Start of Block

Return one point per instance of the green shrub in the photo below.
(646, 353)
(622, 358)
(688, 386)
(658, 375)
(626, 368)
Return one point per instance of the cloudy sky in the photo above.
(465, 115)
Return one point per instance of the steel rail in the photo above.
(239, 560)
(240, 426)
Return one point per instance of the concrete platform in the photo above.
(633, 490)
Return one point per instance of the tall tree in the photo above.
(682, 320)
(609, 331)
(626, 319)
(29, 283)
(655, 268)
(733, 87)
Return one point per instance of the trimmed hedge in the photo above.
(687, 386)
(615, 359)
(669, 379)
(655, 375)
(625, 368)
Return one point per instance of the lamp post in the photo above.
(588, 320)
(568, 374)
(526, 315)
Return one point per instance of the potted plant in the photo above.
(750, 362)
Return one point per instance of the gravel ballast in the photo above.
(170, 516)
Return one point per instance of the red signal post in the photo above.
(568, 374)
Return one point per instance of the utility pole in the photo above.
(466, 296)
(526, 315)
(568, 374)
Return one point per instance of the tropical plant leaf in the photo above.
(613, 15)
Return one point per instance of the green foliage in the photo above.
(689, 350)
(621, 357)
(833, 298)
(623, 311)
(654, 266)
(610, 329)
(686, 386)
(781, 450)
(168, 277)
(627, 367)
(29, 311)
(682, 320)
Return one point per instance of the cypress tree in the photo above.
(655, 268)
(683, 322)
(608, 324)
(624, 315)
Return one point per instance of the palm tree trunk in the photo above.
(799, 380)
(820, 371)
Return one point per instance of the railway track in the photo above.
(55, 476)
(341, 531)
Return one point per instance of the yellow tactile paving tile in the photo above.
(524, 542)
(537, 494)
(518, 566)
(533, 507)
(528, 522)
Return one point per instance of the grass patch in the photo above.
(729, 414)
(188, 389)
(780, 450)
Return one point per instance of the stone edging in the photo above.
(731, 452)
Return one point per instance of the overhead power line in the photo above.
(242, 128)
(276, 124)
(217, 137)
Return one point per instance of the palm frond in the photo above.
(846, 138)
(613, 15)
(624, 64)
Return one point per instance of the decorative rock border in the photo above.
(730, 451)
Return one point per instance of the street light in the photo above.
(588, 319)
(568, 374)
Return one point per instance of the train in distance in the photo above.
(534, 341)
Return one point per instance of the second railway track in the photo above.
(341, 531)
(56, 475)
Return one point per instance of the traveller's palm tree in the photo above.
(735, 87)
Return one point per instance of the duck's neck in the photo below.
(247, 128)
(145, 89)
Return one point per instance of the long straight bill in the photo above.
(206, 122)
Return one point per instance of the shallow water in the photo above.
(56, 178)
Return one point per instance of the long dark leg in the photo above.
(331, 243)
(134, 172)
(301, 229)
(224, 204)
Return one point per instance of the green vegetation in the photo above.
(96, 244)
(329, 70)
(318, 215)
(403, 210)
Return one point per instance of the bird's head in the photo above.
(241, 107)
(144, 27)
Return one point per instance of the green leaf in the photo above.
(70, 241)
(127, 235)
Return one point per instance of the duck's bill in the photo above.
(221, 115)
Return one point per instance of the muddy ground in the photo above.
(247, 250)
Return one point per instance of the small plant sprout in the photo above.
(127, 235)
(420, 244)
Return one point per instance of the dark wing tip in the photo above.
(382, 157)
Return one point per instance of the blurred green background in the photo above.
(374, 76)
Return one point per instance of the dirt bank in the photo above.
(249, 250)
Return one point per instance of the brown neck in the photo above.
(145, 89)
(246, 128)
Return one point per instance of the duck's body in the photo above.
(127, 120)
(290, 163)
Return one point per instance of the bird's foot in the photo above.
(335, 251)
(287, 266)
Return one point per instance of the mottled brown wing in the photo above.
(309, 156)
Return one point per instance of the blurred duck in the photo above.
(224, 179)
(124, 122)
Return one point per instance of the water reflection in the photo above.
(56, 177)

End of Block

#### EXERCISE DETAILS
The last part of the records is the answer, beginning at the line that holds "Return one point per instance of the muddy" and including the final line, repeated exactly.

#### TASK SOLUTION
Return one point per instance of the muddy ground in the photo above.
(247, 250)
Return one point per instance of the small plant sprout in the photo above.
(127, 235)
(420, 244)
Return one point per instance of the dark wing tip in the photo above.
(382, 157)
Return one point per instance of the blurred green background in the photo above.
(374, 76)
Return one point per instance of the dirt bank in the photo above.
(249, 250)
Return one point per instance of the brown neck in the photo above.
(145, 89)
(246, 128)
Return one point per instance of the duck's body in the photo above.
(127, 120)
(290, 163)
Return one point per instance of the bird's foot in the photo above.
(335, 251)
(287, 266)
Return one point per instance of the mottled brown wing in the photo above.
(309, 156)
Return one point per instance of the blurred duck in the photo above.
(224, 179)
(124, 122)
Return one point per instance of the water reflection in the photo above.
(56, 177)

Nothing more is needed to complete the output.